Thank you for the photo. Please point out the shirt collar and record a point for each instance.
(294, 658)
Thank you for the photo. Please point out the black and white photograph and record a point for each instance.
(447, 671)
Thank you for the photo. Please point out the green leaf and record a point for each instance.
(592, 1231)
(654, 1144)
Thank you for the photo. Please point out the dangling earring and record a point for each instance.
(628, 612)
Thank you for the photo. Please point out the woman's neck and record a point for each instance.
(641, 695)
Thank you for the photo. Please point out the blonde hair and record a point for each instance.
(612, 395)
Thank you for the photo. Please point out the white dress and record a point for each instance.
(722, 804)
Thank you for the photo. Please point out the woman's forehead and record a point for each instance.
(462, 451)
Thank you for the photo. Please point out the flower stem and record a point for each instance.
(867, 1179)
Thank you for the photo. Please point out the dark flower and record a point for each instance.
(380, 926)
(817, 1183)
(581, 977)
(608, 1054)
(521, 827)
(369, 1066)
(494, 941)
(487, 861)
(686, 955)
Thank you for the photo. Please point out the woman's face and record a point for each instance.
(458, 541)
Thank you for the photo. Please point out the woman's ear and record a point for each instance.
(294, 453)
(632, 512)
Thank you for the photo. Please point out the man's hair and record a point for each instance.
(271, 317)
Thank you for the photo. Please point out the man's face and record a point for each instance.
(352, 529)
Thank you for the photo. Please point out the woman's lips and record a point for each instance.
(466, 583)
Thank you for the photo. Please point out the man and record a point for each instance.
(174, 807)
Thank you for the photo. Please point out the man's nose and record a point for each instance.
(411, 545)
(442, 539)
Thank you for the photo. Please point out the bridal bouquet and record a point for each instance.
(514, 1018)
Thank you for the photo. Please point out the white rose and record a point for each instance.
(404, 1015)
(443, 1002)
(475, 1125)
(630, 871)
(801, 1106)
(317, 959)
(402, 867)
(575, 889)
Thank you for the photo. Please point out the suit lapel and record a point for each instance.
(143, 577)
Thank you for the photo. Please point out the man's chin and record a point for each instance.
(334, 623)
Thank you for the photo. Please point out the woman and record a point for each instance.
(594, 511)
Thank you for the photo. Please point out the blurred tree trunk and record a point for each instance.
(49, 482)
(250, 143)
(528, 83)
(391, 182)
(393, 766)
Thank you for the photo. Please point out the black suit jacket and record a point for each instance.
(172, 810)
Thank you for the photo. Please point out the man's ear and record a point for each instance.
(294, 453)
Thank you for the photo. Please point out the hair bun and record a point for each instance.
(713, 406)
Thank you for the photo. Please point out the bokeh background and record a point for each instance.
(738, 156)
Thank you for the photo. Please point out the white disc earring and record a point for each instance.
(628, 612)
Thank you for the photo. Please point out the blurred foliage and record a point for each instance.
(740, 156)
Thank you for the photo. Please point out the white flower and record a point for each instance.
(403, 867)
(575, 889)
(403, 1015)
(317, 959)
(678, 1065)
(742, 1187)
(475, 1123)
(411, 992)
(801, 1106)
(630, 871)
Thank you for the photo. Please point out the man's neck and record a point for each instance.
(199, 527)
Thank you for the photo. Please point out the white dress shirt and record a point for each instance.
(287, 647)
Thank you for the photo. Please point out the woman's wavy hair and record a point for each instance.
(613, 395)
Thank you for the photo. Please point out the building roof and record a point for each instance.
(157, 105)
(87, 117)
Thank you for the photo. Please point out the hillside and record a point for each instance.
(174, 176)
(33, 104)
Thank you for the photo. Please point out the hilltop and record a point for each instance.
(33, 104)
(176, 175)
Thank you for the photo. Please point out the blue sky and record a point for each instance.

• • • • •

* [What you are asked to do] Each line must be set down again exactly as above, with no line omitted.

* [Solution for this problem]
Thank you for the photo. Please point out the shirt collar and record a point for each instance.
(294, 658)
Thank you for the photo. Please point out the black and white photograph and record a point for each instance.
(447, 671)
Thank you for the photo. Please point out the green leaf and record a point for each instance.
(592, 1231)
(654, 1144)
Thank you for the photo. Please point out the dangling earring and record a point for each instance.
(628, 612)
Thank you for the photo. Please point out the woman's neck and record a point for each instance.
(641, 695)
Thank you for the photo. Please point out the blonde hair and record a point for each instance.
(612, 395)
Thank you for the photo. Please point out the white dress and record a point for each instance.
(722, 804)
Thank you for the photo. Please point out the woman's forehead and record a point for each instance.
(462, 451)
Thank you for the photo. Please point out the flower stem and record a point for each instance.
(867, 1179)
Thank you for the photo. Please point out the dark flower and record a point for each instance.
(380, 926)
(817, 1183)
(581, 977)
(608, 1054)
(521, 827)
(369, 1066)
(494, 941)
(487, 861)
(686, 955)
Thank you for the photo. Please point out the woman's face and record a point for each instance.
(458, 541)
Thank you for the photo. Please point out the woman's ear and record a point for each instance.
(294, 453)
(632, 512)
Thank you for the photo. Please point out the man's hair and record a point for each instance.
(271, 317)
Thank you for the photo. Please point out the man's face and record a point for each instance.
(352, 529)
Thank you for the photo. Please point out the woman's lips and record a point for each instance.
(466, 583)
Thank you for the photo. Please point out the man and record a point for each instance.
(174, 807)
Thank you for the photo. Please point out the man's nose and record a point for each instance.
(411, 545)
(442, 539)
Thank you for the photo. Please point out the bridal bouquet and record a point for each instance.
(514, 1018)
Thank you for the photo. Please point out the white rose and record a point for each instance.
(404, 1015)
(443, 1002)
(475, 1125)
(630, 871)
(801, 1106)
(317, 959)
(402, 867)
(575, 889)
Thank you for the photo. Please point out the suit lapel and record a point for each instance.
(143, 577)
Thank you for the photo. Please point out the man's chin and record a point for each instance.
(334, 623)
Thank you for the photo. Please point out the woman and record a point for each instance.
(594, 511)
Thank you for the photo. Please point out the blurred tree trunk and record a point for each instance.
(49, 482)
(250, 143)
(528, 83)
(391, 182)
(393, 766)
Thank you for the photo. Please point out the black suit jacket and record a point for each instance.
(172, 810)
Thank you for the photo. Please point out the man's ear and record a point for each instance.
(294, 453)
Thank you for the photo. Please point out the hair bun and record a point for each instance.
(713, 406)
Thank you for the photo. Please point out the bokeh background and record a point for each instance.
(738, 156)
Thank you for the photo. Please point out the white disc earring and record a point for each instance.
(628, 612)
Thank you for the photo. Please point out the blurred foliage and record a point for each instance.
(740, 156)
Thank you for the photo. Please point out the white flower and record a point for each instance.
(403, 867)
(575, 889)
(403, 1015)
(317, 959)
(678, 1065)
(742, 1187)
(475, 1123)
(411, 992)
(801, 1106)
(630, 871)
Thank you for the photo. Please point out the man's neck and record a point for each instance.
(199, 527)
Thank you for the photo. Please point out the white dress shirt and record a point for each instance.
(287, 647)
Thank you for the photo. Please point out the woman's wavy hair and record a point for each instance.
(613, 395)
Thank you for the photo. Please point out the building roof and record a point for each instance.
(157, 105)
(87, 117)
Thank you for the photo. Please point out the hillside and record a point for each instance.
(174, 176)
(33, 104)
Thank you for the photo. Please point out the hilltop and record a point for each instance.
(33, 104)
(176, 175)
Thank you for the photo. Please point out the blue sky and record a point for each instance.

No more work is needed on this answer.